THE TASK: Scan the records for the string "bare"; copy each line where it occurs.

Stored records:
################

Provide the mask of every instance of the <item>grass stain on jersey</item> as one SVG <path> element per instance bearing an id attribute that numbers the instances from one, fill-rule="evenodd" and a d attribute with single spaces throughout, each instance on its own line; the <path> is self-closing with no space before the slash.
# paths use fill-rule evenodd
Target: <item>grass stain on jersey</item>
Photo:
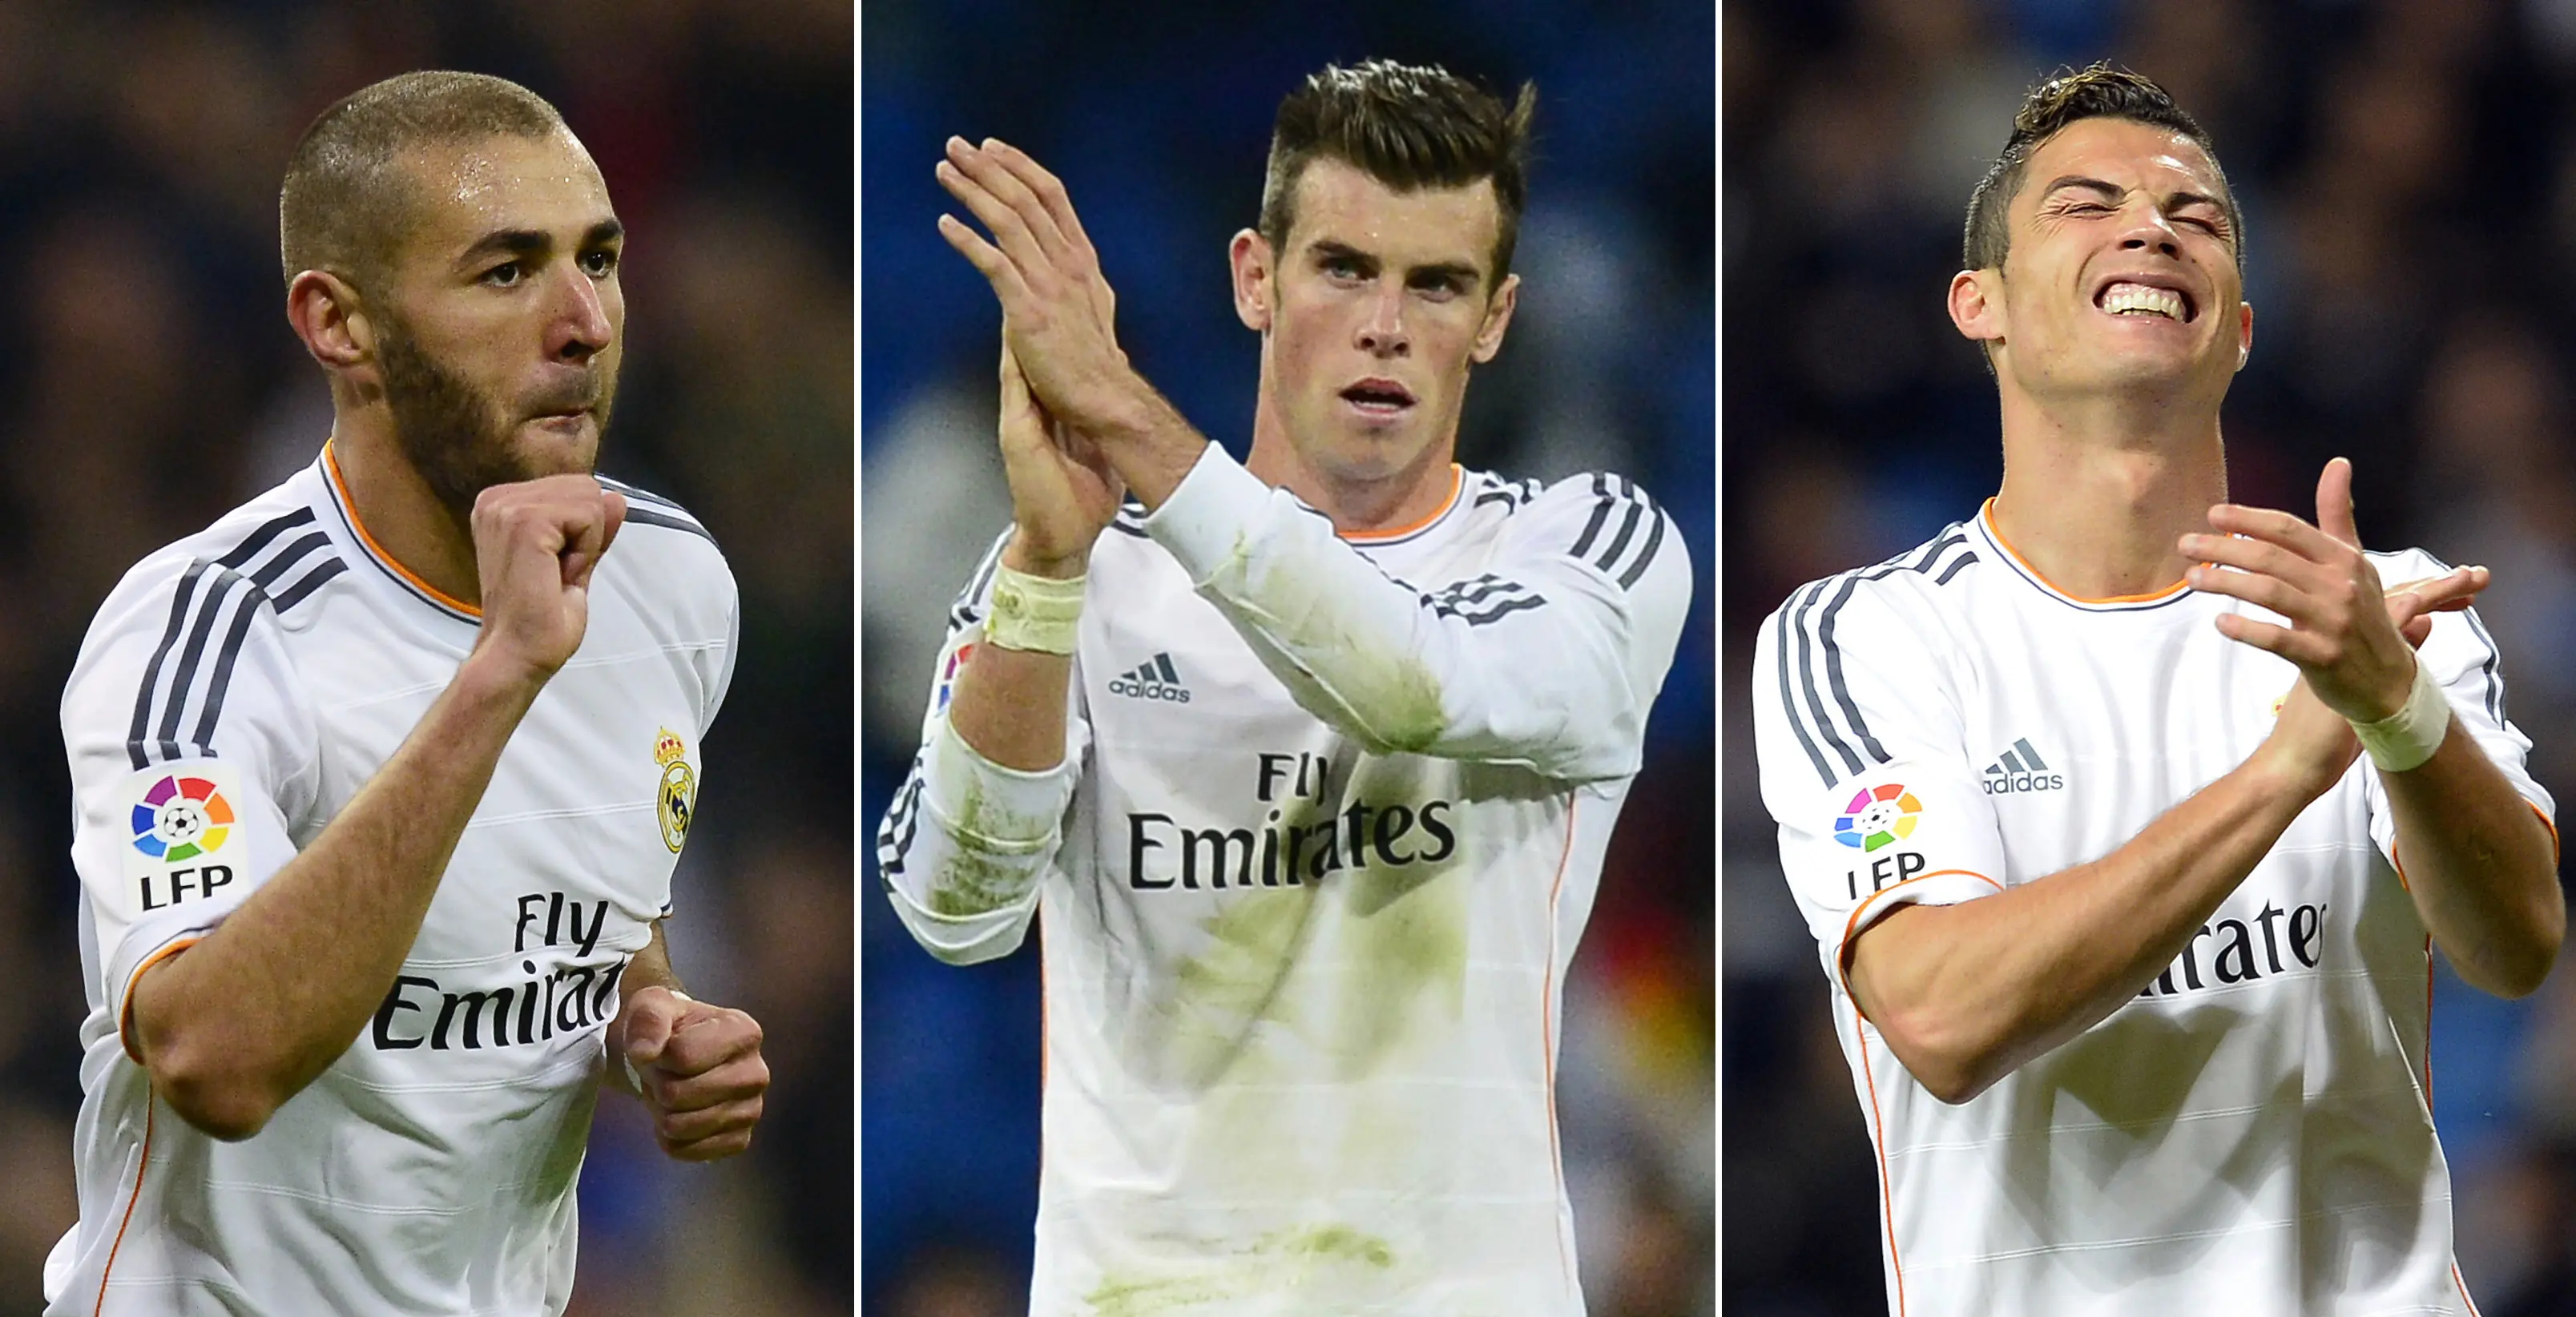
<path id="1" fill-rule="evenodd" d="M 1232 1075 L 1266 1024 L 1296 1030 L 1293 1017 L 1282 1018 L 1292 1004 L 1282 999 L 1324 890 L 1246 892 L 1202 925 L 1207 949 L 1174 972 L 1177 1018 L 1167 1059 L 1184 1083 L 1203 1089 Z"/>
<path id="2" fill-rule="evenodd" d="M 972 774 L 964 775 L 964 779 L 960 783 L 964 799 L 957 811 L 958 831 L 977 838 L 1014 838 L 1029 836 L 1032 831 L 1044 836 L 1054 826 L 1051 819 L 1031 820 L 1012 814 L 992 803 L 984 794 L 983 783 Z M 972 919 L 1026 899 L 1033 885 L 1033 879 L 1013 872 L 980 848 L 960 846 L 930 876 L 930 910 L 949 919 Z"/>
<path id="3" fill-rule="evenodd" d="M 1322 579 L 1273 573 L 1255 591 L 1249 585 L 1252 569 L 1251 539 L 1238 532 L 1233 552 L 1209 574 L 1214 602 L 1276 641 L 1305 673 L 1301 684 L 1324 692 L 1348 715 L 1347 722 L 1325 721 L 1379 754 L 1417 754 L 1439 742 L 1449 720 L 1430 668 L 1409 653 L 1379 652 L 1341 626 Z M 1256 595 L 1268 606 L 1251 603 Z M 1315 655 L 1329 656 L 1338 682 L 1320 679 L 1309 661 Z"/>
<path id="4" fill-rule="evenodd" d="M 1323 1288 L 1319 1280 L 1325 1287 L 1341 1281 L 1335 1288 L 1382 1283 L 1395 1262 L 1394 1247 L 1375 1235 L 1338 1223 L 1301 1226 L 1274 1230 L 1234 1256 L 1184 1275 L 1104 1275 L 1082 1301 L 1093 1317 L 1160 1317 L 1256 1294 L 1302 1295 Z"/>

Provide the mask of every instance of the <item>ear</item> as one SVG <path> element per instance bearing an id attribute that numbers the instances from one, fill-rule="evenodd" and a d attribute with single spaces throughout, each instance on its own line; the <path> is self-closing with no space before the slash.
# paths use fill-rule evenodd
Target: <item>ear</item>
<path id="1" fill-rule="evenodd" d="M 1250 229 L 1235 234 L 1225 249 L 1226 262 L 1234 270 L 1235 318 L 1255 333 L 1270 332 L 1270 303 L 1277 295 L 1279 273 L 1272 256 L 1270 240 Z"/>
<path id="2" fill-rule="evenodd" d="M 2239 302 L 2237 309 L 2236 368 L 2243 370 L 2246 360 L 2254 355 L 2254 304 Z"/>
<path id="3" fill-rule="evenodd" d="M 286 322 L 326 371 L 336 374 L 375 359 L 375 326 L 358 290 L 327 270 L 306 270 L 286 286 Z"/>
<path id="4" fill-rule="evenodd" d="M 1468 359 L 1484 365 L 1503 350 L 1503 331 L 1512 327 L 1512 309 L 1520 305 L 1521 277 L 1503 276 L 1503 286 L 1494 290 L 1493 300 L 1485 304 L 1485 321 L 1476 326 L 1476 346 Z"/>
<path id="5" fill-rule="evenodd" d="M 1950 276 L 1950 323 L 1972 341 L 2000 343 L 2006 328 L 2003 290 L 1990 288 L 1988 280 L 2001 284 L 2003 272 L 1961 270 Z"/>

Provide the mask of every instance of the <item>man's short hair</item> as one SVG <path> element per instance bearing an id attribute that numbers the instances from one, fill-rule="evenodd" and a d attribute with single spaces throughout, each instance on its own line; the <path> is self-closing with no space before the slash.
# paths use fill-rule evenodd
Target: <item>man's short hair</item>
<path id="1" fill-rule="evenodd" d="M 1284 253 L 1297 219 L 1297 180 L 1318 159 L 1339 160 L 1398 192 L 1494 181 L 1500 225 L 1490 295 L 1512 268 L 1528 197 L 1530 116 L 1538 88 L 1510 105 L 1438 65 L 1369 60 L 1326 65 L 1279 103 L 1261 187 L 1261 236 Z"/>
<path id="2" fill-rule="evenodd" d="M 364 286 L 392 264 L 418 200 L 404 152 L 569 131 L 544 97 L 481 73 L 428 70 L 360 88 L 315 118 L 287 157 L 277 193 L 286 278 L 329 270 Z"/>
<path id="3" fill-rule="evenodd" d="M 2219 168 L 2218 148 L 2210 143 L 2208 132 L 2153 79 L 2094 64 L 2061 72 L 2022 98 L 2020 112 L 2013 115 L 2012 137 L 1968 196 L 1968 231 L 1960 244 L 1960 257 L 1968 269 L 2003 268 L 2004 257 L 2012 250 L 2012 221 L 2005 212 L 2021 191 L 2032 153 L 2069 124 L 2084 119 L 2126 119 L 2180 133 L 2198 145 L 2209 157 L 2209 167 L 2218 173 L 2219 202 L 2227 209 L 2228 249 L 2237 264 L 2244 264 L 2245 217 L 2236 209 L 2236 191 L 2227 185 L 2227 171 Z"/>

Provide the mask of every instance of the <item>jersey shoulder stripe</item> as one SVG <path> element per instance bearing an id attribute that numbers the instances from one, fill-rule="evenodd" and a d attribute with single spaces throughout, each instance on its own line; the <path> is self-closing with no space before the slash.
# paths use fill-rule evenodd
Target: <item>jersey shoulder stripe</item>
<path id="1" fill-rule="evenodd" d="M 1469 500 L 1470 507 L 1481 508 L 1500 504 L 1506 512 L 1517 512 L 1527 507 L 1531 499 L 1538 497 L 1540 488 L 1536 480 L 1505 480 L 1490 471 L 1477 472 L 1476 479 L 1482 488 L 1477 491 L 1475 498 Z"/>
<path id="2" fill-rule="evenodd" d="M 1857 568 L 1801 587 L 1780 606 L 1771 659 L 1779 672 L 1781 712 L 1826 786 L 1863 771 L 1869 763 L 1890 760 L 1887 747 L 1871 733 L 1868 719 L 1852 698 L 1850 683 L 1844 677 L 1842 645 L 1835 634 L 1844 609 L 1864 585 L 1911 572 L 1937 588 L 1947 585 L 1976 561 L 1976 551 L 1968 547 L 1965 524 L 1954 523 L 1930 543 L 1874 567 Z M 1828 750 L 1832 751 L 1830 759 Z M 1837 763 L 1841 765 L 1840 772 L 1835 769 Z"/>
<path id="3" fill-rule="evenodd" d="M 627 484 L 623 480 L 611 480 L 606 476 L 596 476 L 594 479 L 599 481 L 600 488 L 615 490 L 626 496 L 628 522 L 638 526 L 658 526 L 664 530 L 676 530 L 695 535 L 709 544 L 716 542 L 714 532 L 707 529 L 706 523 L 698 520 L 697 514 L 681 507 L 676 500 L 665 498 L 649 489 Z"/>
<path id="4" fill-rule="evenodd" d="M 192 559 L 171 592 L 169 618 L 135 692 L 126 729 L 126 754 L 134 767 L 177 759 L 190 747 L 214 757 L 224 698 L 259 610 L 283 615 L 347 568 L 330 535 L 315 525 L 310 506 L 272 517 L 220 552 Z M 289 583 L 281 589 L 281 581 Z M 191 708 L 197 714 L 193 725 Z"/>
<path id="5" fill-rule="evenodd" d="M 2451 564 L 2442 561 L 2440 558 L 2434 557 L 2432 554 L 2427 553 L 2422 549 L 2412 550 L 2412 553 L 2415 557 L 2423 559 L 2435 572 L 2448 573 L 2453 570 Z M 2379 564 L 2379 576 L 2382 583 L 2385 583 L 2390 574 L 2388 569 L 2391 566 L 2394 566 L 2396 561 L 2405 555 L 2374 553 L 2370 556 L 2382 560 Z M 2478 643 L 2486 647 L 2486 657 L 2478 661 L 2479 684 L 2485 692 L 2480 699 L 2480 703 L 2485 706 L 2487 717 L 2494 719 L 2496 726 L 2502 727 L 2504 726 L 2505 721 L 2504 679 L 2498 675 L 2497 670 L 2503 666 L 2504 650 L 2496 644 L 2495 636 L 2488 632 L 2487 624 L 2478 619 L 2477 609 L 2465 608 L 2460 610 L 2460 618 L 2469 624 L 2469 634 L 2477 637 Z"/>
<path id="6" fill-rule="evenodd" d="M 1545 595 L 1492 572 L 1460 581 L 1437 594 L 1423 595 L 1422 601 L 1433 613 L 1457 618 L 1469 626 L 1484 626 L 1524 609 L 1547 605 Z"/>
<path id="7" fill-rule="evenodd" d="M 1597 471 L 1591 487 L 1592 515 L 1566 553 L 1591 563 L 1621 589 L 1628 589 L 1662 551 L 1669 518 L 1626 476 Z"/>

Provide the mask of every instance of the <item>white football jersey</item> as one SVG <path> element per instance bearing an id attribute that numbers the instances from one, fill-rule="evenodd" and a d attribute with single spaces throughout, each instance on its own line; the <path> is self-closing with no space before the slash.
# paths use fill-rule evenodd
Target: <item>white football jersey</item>
<path id="1" fill-rule="evenodd" d="M 959 601 L 879 863 L 945 959 L 1040 915 L 1037 1317 L 1581 1311 L 1559 995 L 1690 567 L 1618 477 L 1455 481 L 1344 539 L 1211 446 L 1093 550 L 1048 773 L 948 729 Z"/>
<path id="2" fill-rule="evenodd" d="M 63 694 L 85 889 L 80 1222 L 47 1317 L 537 1317 L 572 1288 L 573 1184 L 618 978 L 670 910 L 732 673 L 731 573 L 625 490 L 581 648 L 511 737 L 372 1021 L 238 1143 L 165 1113 L 133 984 L 219 926 L 401 745 L 474 643 L 315 464 L 128 572 Z"/>
<path id="3" fill-rule="evenodd" d="M 2371 558 L 2391 585 L 2443 570 Z M 1915 1082 L 1844 983 L 1889 911 L 2100 859 L 2243 763 L 2298 670 L 2219 634 L 2230 612 L 2283 620 L 2181 585 L 2074 598 L 1989 503 L 1762 625 L 1762 793 L 1877 1146 L 1893 1313 L 2472 1311 L 2429 1105 L 2430 941 L 2367 758 L 2144 992 L 1968 1102 Z M 2454 734 L 2548 819 L 2476 615 L 2437 615 L 2421 657 Z"/>

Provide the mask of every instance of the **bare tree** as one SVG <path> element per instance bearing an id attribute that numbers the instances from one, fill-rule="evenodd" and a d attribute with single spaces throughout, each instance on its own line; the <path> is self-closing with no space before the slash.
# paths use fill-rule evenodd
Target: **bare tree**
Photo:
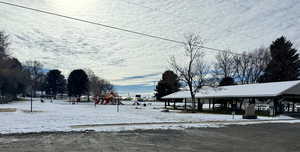
<path id="1" fill-rule="evenodd" d="M 9 45 L 9 35 L 0 31 L 0 102 L 6 100 L 2 97 L 17 98 L 17 94 L 24 93 L 28 85 L 21 62 L 8 54 Z"/>
<path id="2" fill-rule="evenodd" d="M 192 97 L 192 110 L 195 111 L 196 92 L 204 85 L 206 75 L 208 74 L 208 65 L 204 63 L 202 52 L 203 42 L 198 35 L 189 35 L 186 37 L 184 55 L 187 63 L 180 64 L 175 56 L 170 58 L 170 66 L 177 73 L 180 80 L 189 87 Z"/>
<path id="3" fill-rule="evenodd" d="M 5 32 L 0 31 L 0 57 L 7 57 L 7 50 L 9 46 L 8 35 Z"/>
<path id="4" fill-rule="evenodd" d="M 243 52 L 242 55 L 235 55 L 235 70 L 236 70 L 236 78 L 238 79 L 240 84 L 248 84 L 250 83 L 250 78 L 252 74 L 252 57 Z"/>
<path id="5" fill-rule="evenodd" d="M 98 77 L 90 69 L 85 69 L 85 71 L 89 77 L 89 92 L 94 96 L 103 96 L 108 92 L 114 91 L 114 87 L 110 82 Z"/>
<path id="6" fill-rule="evenodd" d="M 250 82 L 257 83 L 263 71 L 267 68 L 271 61 L 271 54 L 267 48 L 259 48 L 254 52 L 250 53 L 252 56 L 252 73 Z"/>
<path id="7" fill-rule="evenodd" d="M 259 48 L 253 52 L 235 55 L 236 77 L 240 84 L 256 83 L 270 62 L 270 52 L 266 48 Z"/>
<path id="8" fill-rule="evenodd" d="M 41 82 L 44 75 L 43 64 L 38 61 L 26 61 L 25 68 L 30 73 L 31 87 L 35 97 L 37 88 L 43 83 Z"/>
<path id="9" fill-rule="evenodd" d="M 93 89 L 93 85 L 95 84 L 95 81 L 92 81 L 93 78 L 96 77 L 94 71 L 92 71 L 91 69 L 84 69 L 84 71 L 86 72 L 88 78 L 89 78 L 89 84 L 88 84 L 88 91 L 87 91 L 87 97 L 88 97 L 88 101 L 90 101 L 90 95 Z"/>
<path id="10" fill-rule="evenodd" d="M 235 72 L 234 55 L 230 50 L 219 52 L 216 56 L 216 63 L 214 64 L 214 77 L 217 79 L 234 78 Z"/>

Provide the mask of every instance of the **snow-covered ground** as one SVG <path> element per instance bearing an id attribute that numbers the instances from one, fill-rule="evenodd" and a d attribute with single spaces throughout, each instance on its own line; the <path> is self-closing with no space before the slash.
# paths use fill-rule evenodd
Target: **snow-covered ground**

################

RESPONSE TO THIS TASK:
Provide the mask of every instance of the **bare tree** as one SVG <path> element per instance bearing an id attribute that numbers the instances from one, fill-rule="evenodd" and a d attribute with single spaces throughout, each instance on its own line; the <path> is self-closing with no space before the slash.
Target: **bare tree**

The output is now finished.